**About this exercise**
All lines from the one containing "hmm ok lemme think — yeah i need the corroded" through the end of the data below are to be transcribed exactly. Leave out the rest.
--- Source data Enclosed Below ---
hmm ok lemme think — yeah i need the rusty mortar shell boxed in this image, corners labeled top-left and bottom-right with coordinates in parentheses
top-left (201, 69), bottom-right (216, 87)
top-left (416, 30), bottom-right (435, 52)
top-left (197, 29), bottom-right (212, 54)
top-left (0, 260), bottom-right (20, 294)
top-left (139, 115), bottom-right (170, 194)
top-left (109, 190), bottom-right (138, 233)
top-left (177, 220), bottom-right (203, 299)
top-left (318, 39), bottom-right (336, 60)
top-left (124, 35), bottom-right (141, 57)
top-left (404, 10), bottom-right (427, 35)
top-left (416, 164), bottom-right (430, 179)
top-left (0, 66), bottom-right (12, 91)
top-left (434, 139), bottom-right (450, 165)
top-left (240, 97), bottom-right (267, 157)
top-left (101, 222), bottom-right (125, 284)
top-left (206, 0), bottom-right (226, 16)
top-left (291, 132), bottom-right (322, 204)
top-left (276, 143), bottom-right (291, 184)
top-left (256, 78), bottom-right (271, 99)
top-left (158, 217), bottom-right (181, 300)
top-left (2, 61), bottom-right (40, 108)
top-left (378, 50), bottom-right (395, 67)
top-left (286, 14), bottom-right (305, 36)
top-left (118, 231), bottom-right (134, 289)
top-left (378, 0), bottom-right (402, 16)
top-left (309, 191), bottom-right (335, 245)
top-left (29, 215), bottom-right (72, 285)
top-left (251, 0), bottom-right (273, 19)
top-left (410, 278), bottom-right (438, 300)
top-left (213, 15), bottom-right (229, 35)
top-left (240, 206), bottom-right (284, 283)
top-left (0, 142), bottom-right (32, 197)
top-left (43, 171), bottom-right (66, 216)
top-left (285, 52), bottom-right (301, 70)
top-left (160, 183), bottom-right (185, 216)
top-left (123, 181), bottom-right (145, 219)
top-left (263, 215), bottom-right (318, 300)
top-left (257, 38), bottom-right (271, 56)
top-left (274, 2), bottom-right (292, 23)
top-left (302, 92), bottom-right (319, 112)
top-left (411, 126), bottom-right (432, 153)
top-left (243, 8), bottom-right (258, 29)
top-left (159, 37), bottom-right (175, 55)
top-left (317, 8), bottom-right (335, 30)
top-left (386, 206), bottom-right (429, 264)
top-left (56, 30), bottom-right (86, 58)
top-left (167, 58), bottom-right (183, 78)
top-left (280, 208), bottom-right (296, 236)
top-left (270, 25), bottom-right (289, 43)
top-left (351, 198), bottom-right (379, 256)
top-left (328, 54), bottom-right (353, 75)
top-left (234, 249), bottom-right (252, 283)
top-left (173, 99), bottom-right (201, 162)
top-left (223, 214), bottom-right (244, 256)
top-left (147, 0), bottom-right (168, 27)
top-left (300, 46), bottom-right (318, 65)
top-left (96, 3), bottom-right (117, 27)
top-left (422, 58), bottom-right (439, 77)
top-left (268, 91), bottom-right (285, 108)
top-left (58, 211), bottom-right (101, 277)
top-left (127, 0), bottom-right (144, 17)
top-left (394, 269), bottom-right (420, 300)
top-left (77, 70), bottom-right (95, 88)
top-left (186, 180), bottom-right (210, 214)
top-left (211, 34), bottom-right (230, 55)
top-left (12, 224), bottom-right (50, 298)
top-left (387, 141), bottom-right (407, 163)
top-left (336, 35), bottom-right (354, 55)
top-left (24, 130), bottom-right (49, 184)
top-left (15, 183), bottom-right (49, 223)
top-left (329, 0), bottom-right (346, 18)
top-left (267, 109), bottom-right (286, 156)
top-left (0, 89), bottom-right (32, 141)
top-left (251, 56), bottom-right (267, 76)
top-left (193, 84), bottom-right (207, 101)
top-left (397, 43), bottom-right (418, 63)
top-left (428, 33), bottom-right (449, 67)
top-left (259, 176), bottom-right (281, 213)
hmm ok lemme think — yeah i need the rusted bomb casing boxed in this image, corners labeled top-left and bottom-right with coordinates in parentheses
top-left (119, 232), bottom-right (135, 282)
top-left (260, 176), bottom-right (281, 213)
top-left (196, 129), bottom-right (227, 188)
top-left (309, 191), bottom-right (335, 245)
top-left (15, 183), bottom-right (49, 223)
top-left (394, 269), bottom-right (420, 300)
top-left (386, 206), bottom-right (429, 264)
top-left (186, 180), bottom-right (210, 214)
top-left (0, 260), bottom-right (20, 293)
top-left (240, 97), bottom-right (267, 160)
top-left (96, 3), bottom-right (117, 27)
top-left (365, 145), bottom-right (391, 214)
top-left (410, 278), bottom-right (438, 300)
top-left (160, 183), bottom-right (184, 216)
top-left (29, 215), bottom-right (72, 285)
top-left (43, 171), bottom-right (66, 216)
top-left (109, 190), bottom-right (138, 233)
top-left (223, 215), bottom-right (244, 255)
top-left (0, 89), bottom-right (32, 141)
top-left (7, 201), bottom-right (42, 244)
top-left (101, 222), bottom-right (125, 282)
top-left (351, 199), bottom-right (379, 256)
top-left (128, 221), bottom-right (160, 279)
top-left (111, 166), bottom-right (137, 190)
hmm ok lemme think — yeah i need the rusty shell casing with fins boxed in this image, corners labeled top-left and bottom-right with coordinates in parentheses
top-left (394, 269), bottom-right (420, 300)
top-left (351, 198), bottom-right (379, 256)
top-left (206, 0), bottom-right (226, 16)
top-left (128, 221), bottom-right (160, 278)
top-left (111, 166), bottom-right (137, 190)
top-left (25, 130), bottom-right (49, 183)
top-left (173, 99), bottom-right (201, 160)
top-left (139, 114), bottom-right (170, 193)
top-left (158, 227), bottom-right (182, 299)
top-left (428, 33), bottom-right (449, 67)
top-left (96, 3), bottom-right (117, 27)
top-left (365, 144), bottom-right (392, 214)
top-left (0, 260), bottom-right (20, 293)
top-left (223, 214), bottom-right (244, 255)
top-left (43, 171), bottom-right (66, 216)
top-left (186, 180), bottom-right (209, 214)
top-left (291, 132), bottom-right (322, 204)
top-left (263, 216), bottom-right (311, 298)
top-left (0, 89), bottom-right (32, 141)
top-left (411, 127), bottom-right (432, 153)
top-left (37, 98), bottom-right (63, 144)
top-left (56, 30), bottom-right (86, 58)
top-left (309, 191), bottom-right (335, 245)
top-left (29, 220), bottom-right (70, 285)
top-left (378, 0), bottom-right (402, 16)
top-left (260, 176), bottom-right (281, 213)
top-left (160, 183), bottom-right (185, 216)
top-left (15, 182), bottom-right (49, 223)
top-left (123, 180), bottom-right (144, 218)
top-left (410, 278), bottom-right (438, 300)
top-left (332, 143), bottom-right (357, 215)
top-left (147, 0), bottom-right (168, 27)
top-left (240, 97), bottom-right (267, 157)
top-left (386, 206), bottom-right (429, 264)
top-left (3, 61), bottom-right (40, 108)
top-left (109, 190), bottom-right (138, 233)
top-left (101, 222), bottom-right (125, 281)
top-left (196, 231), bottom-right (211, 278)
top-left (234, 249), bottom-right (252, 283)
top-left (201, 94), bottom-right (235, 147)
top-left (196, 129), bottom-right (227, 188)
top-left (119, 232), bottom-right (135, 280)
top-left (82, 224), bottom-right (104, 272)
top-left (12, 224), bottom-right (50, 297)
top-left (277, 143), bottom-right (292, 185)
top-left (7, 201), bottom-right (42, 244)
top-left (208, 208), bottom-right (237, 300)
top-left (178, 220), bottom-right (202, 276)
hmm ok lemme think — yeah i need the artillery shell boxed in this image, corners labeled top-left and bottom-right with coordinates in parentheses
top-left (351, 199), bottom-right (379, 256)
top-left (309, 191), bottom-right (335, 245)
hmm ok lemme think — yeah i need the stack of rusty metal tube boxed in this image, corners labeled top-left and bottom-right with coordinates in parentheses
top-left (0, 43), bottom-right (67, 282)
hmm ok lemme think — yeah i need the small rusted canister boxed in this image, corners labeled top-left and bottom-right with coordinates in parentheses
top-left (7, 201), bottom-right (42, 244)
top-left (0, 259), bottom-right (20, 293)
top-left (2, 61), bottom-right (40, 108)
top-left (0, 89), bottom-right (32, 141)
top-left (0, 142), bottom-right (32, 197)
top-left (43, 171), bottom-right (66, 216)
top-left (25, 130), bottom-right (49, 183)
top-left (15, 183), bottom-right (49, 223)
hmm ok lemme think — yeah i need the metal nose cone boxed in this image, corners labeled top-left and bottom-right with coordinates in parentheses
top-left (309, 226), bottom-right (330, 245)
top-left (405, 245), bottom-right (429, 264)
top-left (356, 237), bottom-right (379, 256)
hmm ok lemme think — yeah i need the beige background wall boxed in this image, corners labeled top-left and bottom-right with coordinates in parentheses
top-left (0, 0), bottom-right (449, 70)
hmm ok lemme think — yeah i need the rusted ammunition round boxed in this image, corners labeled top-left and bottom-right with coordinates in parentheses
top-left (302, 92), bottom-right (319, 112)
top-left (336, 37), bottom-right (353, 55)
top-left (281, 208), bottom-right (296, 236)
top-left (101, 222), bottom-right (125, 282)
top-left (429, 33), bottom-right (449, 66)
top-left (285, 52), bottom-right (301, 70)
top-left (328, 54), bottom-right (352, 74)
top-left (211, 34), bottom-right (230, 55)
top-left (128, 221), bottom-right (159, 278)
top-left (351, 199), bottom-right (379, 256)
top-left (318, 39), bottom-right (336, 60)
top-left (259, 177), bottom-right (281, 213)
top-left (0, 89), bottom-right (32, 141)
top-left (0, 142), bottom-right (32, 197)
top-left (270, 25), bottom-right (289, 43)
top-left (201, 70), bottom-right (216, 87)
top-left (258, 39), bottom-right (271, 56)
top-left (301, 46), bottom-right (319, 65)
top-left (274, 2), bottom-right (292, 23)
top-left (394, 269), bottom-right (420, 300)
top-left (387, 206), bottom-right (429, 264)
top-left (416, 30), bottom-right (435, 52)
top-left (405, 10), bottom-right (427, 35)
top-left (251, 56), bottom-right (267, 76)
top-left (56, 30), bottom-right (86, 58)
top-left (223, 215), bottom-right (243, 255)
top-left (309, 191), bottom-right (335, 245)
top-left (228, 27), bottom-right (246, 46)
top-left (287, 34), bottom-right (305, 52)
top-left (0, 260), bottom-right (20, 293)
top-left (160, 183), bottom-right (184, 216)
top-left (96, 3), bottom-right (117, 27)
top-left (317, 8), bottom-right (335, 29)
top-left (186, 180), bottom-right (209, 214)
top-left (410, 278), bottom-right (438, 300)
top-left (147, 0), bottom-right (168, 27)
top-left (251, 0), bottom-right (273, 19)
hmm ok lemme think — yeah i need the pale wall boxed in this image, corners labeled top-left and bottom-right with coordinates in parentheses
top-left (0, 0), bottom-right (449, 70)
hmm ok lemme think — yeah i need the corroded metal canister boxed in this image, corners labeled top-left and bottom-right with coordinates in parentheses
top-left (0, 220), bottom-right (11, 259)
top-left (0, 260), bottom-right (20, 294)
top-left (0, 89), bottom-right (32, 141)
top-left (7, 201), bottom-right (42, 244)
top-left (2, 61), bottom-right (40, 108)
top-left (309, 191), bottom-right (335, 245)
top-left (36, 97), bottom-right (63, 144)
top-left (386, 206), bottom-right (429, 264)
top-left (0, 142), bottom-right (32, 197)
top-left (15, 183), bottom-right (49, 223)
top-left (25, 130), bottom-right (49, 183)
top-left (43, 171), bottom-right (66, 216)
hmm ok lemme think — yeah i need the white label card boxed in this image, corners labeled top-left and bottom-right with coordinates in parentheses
--- End of Enclosed Source data ---
**Reply**
hmm ok lemme think — yeah i need the corroded metal canister boxed in this image, corners labeled top-left and bottom-right with coordinates in parentheses
top-left (0, 220), bottom-right (11, 259)
top-left (0, 260), bottom-right (20, 294)
top-left (0, 89), bottom-right (32, 141)
top-left (7, 201), bottom-right (42, 244)
top-left (2, 61), bottom-right (40, 108)
top-left (309, 191), bottom-right (335, 245)
top-left (36, 97), bottom-right (63, 144)
top-left (386, 206), bottom-right (429, 264)
top-left (0, 142), bottom-right (32, 197)
top-left (15, 183), bottom-right (49, 223)
top-left (25, 130), bottom-right (49, 183)
top-left (43, 171), bottom-right (66, 216)
hmm ok lemme think — yeah i need the white label card boxed in this image, corners labeled top-left and bottom-right with coordinates in parentheses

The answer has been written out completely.